## Goal of the exercise
Say how many lines in the records contain the string "target", giving the number by itself.

## Material provided
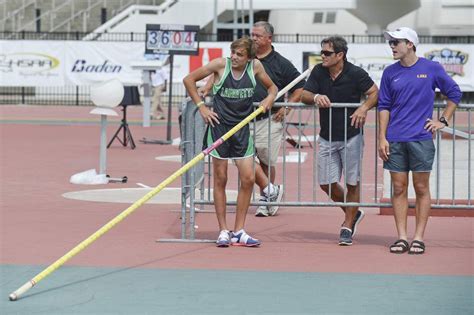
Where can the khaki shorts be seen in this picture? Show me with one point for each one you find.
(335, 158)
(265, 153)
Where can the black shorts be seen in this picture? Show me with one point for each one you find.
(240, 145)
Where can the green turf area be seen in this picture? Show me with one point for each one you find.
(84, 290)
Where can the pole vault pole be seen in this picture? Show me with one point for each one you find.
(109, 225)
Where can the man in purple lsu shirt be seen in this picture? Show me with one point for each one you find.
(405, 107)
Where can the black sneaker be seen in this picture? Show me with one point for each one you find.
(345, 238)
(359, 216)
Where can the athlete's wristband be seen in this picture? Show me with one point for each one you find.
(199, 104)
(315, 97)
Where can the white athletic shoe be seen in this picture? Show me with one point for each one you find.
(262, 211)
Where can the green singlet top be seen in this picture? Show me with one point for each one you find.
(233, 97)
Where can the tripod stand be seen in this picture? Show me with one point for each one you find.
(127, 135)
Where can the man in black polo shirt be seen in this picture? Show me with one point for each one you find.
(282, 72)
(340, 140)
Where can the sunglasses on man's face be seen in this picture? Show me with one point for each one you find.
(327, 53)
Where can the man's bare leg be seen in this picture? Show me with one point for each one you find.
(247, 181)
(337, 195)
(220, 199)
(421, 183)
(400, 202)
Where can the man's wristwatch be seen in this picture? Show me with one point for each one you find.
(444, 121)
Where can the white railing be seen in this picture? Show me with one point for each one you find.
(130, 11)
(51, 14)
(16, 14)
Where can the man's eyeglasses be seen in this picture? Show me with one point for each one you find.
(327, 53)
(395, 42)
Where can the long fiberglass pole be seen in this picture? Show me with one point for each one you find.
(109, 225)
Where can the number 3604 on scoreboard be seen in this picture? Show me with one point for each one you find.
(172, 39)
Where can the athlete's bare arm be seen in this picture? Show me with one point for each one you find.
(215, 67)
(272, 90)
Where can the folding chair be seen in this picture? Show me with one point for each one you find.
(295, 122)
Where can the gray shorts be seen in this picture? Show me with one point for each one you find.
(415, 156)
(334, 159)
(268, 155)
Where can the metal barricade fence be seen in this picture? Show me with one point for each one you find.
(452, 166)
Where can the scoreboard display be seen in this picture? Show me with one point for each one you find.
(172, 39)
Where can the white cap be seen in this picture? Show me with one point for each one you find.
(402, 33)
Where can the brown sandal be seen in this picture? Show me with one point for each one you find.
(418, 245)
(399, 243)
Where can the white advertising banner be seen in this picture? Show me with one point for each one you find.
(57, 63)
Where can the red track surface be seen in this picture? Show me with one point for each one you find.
==
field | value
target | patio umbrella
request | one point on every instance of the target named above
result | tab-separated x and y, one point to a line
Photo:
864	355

## Worked solution
2